[Provided text Boundary: Start]

The Arrival
Wednesday, November 30, 2011 at 07:09PM Well, for those of you reading this, you've survived Black Friday. Only 29 shopping days left. This build up to Christmas is a study in contrasts. Some people look with eager expectation to the biggest shopping day of the year; others loathe it; some bear it as a necessary evil; corporations rely on it, in this economy more than ever. Some even consider it a thrilling adventure.
Of course it's called Black Friday for a reason, not just because it is a chance for some companies to get in the black, but because it can become a dark feeding frenzy. The term apparently started up with the Philadelphia police department in the 1960's because it was such a crazy day. The crazy has not gone away; it's gotten worse. People have been trampled, shot, stabbed, beaten, department store doors are smashed by the onslaught of shoppers.
This consumer mania contrasts quite sharply with what we tend to believe Christmas and the holidays are supposed to “be all about.” Joy, cheer, generosity, what Dickens called the “milk of human kindness,” all of those things we and others are supposed to be and emulate, at least between Thanksgiving and Boxing Day.
We are not even mentioning the heart of the Christian proclamation in this season, that God became a human being and lived among us. So Christians in particular should not get quite so wrapped up in the holiday hysteria, though I've seen more than one harried shopper with a “Jesus is the reason for the season” pin. Makes me wonder if they are paying attention to their own bumper sticker theologies.
On top of all that madness, there is gathering of family and friends, the days spent together, the cooking, the eating, the presents. For many people that is even more dreadful and stress inducing than the sorties to the mall. Yet again, we are to believe that this is a time when families gather and old grudges are set aside and people are more nice than tolerant.

[Provided text Boundary: End]

_Requirement 1_
Return the passage of the Black Friday post starting at "Of course it's" and ending at "and Boxing Day.", copied exactly.
_Requirement 2_
List every kind of harm to people that the Black Friday post says has happened during the shopping frenzy.
_Requirement 3_
Answer these questions from the Black Friday post:
(a) With which police department did the term "Black Friday" apparently start, and in what decade?
(b) How many shopping days does the post say are left?
(c) What phrase does the post attribute to Dickens?

[Data for review Boundary: Start]

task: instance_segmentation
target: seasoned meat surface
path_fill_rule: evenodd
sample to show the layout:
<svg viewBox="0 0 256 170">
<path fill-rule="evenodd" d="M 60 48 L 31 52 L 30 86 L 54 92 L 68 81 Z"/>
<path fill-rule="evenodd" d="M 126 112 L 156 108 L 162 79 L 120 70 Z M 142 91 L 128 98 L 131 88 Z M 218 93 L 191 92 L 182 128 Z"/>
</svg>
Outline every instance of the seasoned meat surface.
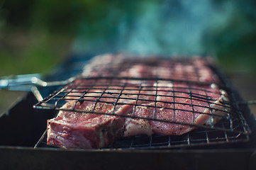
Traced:
<svg viewBox="0 0 256 170">
<path fill-rule="evenodd" d="M 213 126 L 226 115 L 228 98 L 210 64 L 199 57 L 97 57 L 62 89 L 66 103 L 48 121 L 48 144 L 101 148 L 123 137 Z"/>
</svg>

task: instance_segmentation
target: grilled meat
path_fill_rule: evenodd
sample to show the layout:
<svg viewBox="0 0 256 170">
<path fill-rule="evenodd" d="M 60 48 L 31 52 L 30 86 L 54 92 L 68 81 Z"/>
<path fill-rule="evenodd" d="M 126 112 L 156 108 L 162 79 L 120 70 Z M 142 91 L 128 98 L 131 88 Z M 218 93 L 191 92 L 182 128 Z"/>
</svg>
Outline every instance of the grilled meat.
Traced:
<svg viewBox="0 0 256 170">
<path fill-rule="evenodd" d="M 180 135 L 226 116 L 228 99 L 211 85 L 219 79 L 208 62 L 115 57 L 96 57 L 63 89 L 67 103 L 48 120 L 49 145 L 100 148 L 123 136 Z"/>
</svg>

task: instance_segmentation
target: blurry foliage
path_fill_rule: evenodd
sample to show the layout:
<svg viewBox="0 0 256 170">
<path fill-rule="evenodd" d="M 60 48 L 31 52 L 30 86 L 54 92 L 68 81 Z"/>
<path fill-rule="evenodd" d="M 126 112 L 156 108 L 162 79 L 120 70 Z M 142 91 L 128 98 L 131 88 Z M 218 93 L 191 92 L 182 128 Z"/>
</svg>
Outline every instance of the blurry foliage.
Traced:
<svg viewBox="0 0 256 170">
<path fill-rule="evenodd" d="M 226 2 L 216 1 L 215 4 L 221 8 Z M 226 71 L 251 71 L 255 74 L 256 1 L 233 3 L 235 5 L 232 17 L 226 24 L 208 28 L 205 47 L 208 51 L 214 51 Z"/>
<path fill-rule="evenodd" d="M 166 1 L 2 1 L 0 3 L 0 76 L 45 72 L 72 52 L 72 45 L 77 38 L 86 40 L 88 44 L 84 45 L 93 52 L 104 47 L 107 49 L 108 46 L 113 50 L 113 47 L 118 45 L 118 33 L 122 34 L 120 26 L 128 30 L 134 29 L 134 21 L 148 8 Z M 212 1 L 220 11 L 226 1 Z M 233 17 L 224 25 L 207 28 L 202 40 L 204 47 L 206 52 L 216 55 L 227 69 L 238 68 L 234 67 L 238 65 L 243 67 L 242 69 L 256 70 L 256 5 L 252 1 L 232 1 L 236 4 Z M 174 7 L 180 5 L 179 1 L 165 4 Z M 168 11 L 169 7 L 164 7 Z M 152 12 L 155 12 L 154 8 Z M 162 15 L 174 14 L 171 12 Z M 126 24 L 120 24 L 123 20 Z M 150 26 L 152 25 L 154 23 Z M 154 35 L 161 33 L 159 31 L 161 26 L 153 29 L 156 31 Z M 129 36 L 128 34 L 121 37 L 129 38 Z M 172 47 L 167 44 L 163 43 L 164 45 L 165 48 Z"/>
</svg>

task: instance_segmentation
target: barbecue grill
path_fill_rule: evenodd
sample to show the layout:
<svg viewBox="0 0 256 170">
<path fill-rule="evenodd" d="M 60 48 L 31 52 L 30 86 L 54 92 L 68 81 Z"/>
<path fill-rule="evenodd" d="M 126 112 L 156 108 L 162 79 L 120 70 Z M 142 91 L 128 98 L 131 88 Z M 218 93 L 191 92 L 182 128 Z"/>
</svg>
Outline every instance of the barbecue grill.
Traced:
<svg viewBox="0 0 256 170">
<path fill-rule="evenodd" d="M 48 87 L 38 86 L 35 89 L 33 89 L 34 94 L 38 94 L 38 96 L 39 94 L 45 99 L 38 103 L 34 95 L 30 93 L 10 108 L 8 114 L 1 116 L 0 125 L 2 127 L 0 132 L 4 140 L 0 142 L 1 145 L 0 160 L 3 169 L 14 168 L 15 166 L 26 169 L 41 167 L 43 169 L 60 168 L 60 166 L 72 169 L 87 166 L 90 169 L 118 169 L 120 168 L 163 169 L 171 166 L 178 169 L 201 169 L 206 167 L 210 169 L 220 169 L 220 167 L 254 169 L 256 167 L 254 163 L 256 142 L 254 132 L 256 130 L 255 118 L 250 114 L 246 105 L 239 105 L 238 101 L 243 100 L 238 92 L 233 89 L 224 75 L 213 67 L 211 67 L 211 69 L 220 78 L 220 81 L 215 83 L 228 94 L 230 99 L 229 101 L 221 103 L 226 108 L 225 110 L 227 116 L 223 116 L 216 125 L 213 123 L 209 125 L 185 125 L 196 126 L 197 128 L 180 136 L 152 135 L 122 138 L 107 147 L 99 149 L 63 149 L 47 145 L 46 120 L 55 117 L 58 110 L 63 110 L 62 106 L 67 100 L 67 96 L 74 97 L 75 99 L 70 100 L 75 100 L 75 102 L 87 101 L 87 93 L 84 93 L 82 96 L 77 95 L 78 91 L 81 92 L 79 91 L 81 89 L 84 89 L 84 85 L 74 79 L 87 79 L 87 81 L 91 81 L 89 87 L 93 89 L 97 89 L 100 86 L 108 86 L 110 89 L 111 86 L 112 88 L 115 86 L 121 93 L 124 89 L 129 91 L 129 89 L 134 90 L 134 88 L 137 88 L 139 91 L 145 89 L 147 91 L 149 86 L 143 86 L 143 81 L 151 81 L 153 85 L 150 87 L 155 87 L 152 93 L 156 95 L 155 100 L 152 102 L 155 103 L 157 102 L 157 91 L 160 91 L 157 87 L 160 81 L 165 82 L 165 86 L 176 81 L 182 82 L 187 86 L 187 89 L 189 89 L 188 93 L 191 98 L 188 99 L 191 100 L 194 98 L 197 100 L 206 101 L 209 106 L 211 104 L 211 100 L 207 96 L 208 91 L 205 89 L 202 89 L 205 92 L 205 96 L 199 96 L 191 92 L 193 91 L 191 84 L 208 85 L 210 83 L 191 81 L 189 79 L 191 75 L 186 76 L 185 80 L 162 78 L 157 74 L 152 78 L 143 79 L 108 75 L 104 77 L 76 76 L 81 73 L 83 66 L 89 62 L 88 58 L 89 57 L 84 56 L 70 57 L 71 60 L 67 61 L 51 75 L 45 78 L 46 81 L 57 82 L 62 80 L 61 82 L 64 82 L 62 80 L 75 76 L 75 79 L 66 81 L 66 83 L 71 82 L 68 86 L 64 87 L 55 86 L 56 84 Z M 187 60 L 186 61 L 188 64 Z M 177 62 L 180 62 L 182 60 L 178 60 Z M 127 67 L 132 64 L 128 63 Z M 118 69 L 121 68 L 114 68 L 113 72 L 118 72 Z M 125 69 L 126 67 L 121 69 Z M 195 73 L 196 74 L 194 76 L 196 77 L 198 72 L 195 72 Z M 128 81 L 139 86 L 129 85 Z M 106 82 L 108 83 L 104 84 Z M 175 93 L 181 90 L 180 88 L 174 89 L 173 86 L 165 86 L 163 87 L 172 92 Z M 72 86 L 71 90 L 68 89 L 70 86 Z M 104 91 L 106 94 L 108 90 L 109 89 L 104 89 Z M 98 98 L 95 100 L 95 103 L 100 102 L 101 98 L 104 98 L 105 92 L 99 95 L 92 94 L 95 95 L 95 98 Z M 50 94 L 52 94 L 49 96 Z M 140 94 L 128 94 L 134 96 L 134 98 L 129 99 L 134 100 L 136 106 L 140 100 Z M 118 97 L 114 98 L 116 102 L 111 103 L 113 108 L 118 104 L 124 104 L 118 102 L 123 96 L 120 94 L 117 96 Z M 193 106 L 192 103 L 191 105 Z M 35 109 L 32 108 L 33 106 Z M 77 110 L 75 111 L 82 112 Z M 92 113 L 106 114 L 98 112 L 92 112 Z M 108 114 L 115 115 L 113 112 Z M 120 115 L 116 115 L 120 116 Z M 156 120 L 155 118 L 138 118 L 134 115 L 129 116 L 133 118 Z M 211 113 L 211 116 L 217 115 Z M 165 120 L 157 120 L 169 122 Z M 170 123 L 182 124 L 177 122 Z M 22 129 L 20 128 L 21 126 Z M 28 160 L 30 162 L 28 162 Z M 99 163 L 99 162 L 101 164 Z M 210 164 L 213 166 L 208 167 Z"/>
</svg>

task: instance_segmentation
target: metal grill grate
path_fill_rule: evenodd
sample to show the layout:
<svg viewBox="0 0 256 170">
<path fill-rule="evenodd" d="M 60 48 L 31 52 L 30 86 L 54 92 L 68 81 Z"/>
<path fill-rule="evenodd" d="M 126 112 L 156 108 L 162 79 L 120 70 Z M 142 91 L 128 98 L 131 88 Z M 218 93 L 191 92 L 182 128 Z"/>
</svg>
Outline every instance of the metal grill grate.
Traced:
<svg viewBox="0 0 256 170">
<path fill-rule="evenodd" d="M 232 91 L 205 63 L 160 59 L 121 61 L 96 66 L 91 63 L 79 78 L 35 105 L 35 108 L 117 115 L 194 129 L 181 135 L 124 137 L 109 146 L 113 148 L 176 147 L 248 140 L 250 129 L 233 98 Z M 179 68 L 179 64 L 184 67 Z M 160 67 L 165 69 L 159 70 Z M 140 74 L 134 76 L 134 72 Z M 206 76 L 207 74 L 213 76 Z M 228 99 L 225 97 L 226 94 Z M 129 114 L 120 111 L 124 107 L 130 108 Z M 151 113 L 140 114 L 140 109 Z M 160 111 L 167 113 L 169 116 L 160 116 Z M 180 113 L 189 115 L 189 120 L 182 120 Z M 208 123 L 196 123 L 199 116 L 208 118 Z M 217 119 L 221 120 L 216 123 Z M 45 135 L 36 146 L 43 146 Z"/>
</svg>

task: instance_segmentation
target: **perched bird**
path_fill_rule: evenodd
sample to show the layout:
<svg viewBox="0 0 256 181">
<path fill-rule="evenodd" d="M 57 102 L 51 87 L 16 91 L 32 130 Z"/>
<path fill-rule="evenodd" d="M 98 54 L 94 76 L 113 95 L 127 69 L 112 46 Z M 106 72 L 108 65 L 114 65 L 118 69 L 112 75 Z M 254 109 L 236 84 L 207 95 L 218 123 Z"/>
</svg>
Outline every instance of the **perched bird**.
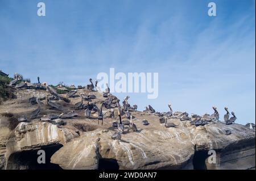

[Data for review Boundary: End]

_Your solution 1_
Of course it's called Black Friday for a reason, not just because it is a chance for some companies to get in the black, but because it can become a dark feeding frenzy. The term apparently started up with the Philadelphia police department in the 1960's because it was such a crazy day. The crazy has not gone away; it's gotten worse. People have been trampled, shot, stabbed, beaten, department store doors are smashed by the onslaught of shoppers.
This consumer mania contrasts quite sharply with what we tend to believe Christmas and the holidays are supposed to “be all about.” Joy, cheer, generosity, what Dickens called the “milk of human kindness,” all of those things we and others are supposed to be and emulate, at least between Thanksgiving and Boxing Day.

_Your solution 2_
trampled, shot, stabbed, beaten

_Your solution 3_
(a) The Philadelphia police department, in the 1960's.
(b) 29.
(c) "milk of human kindness"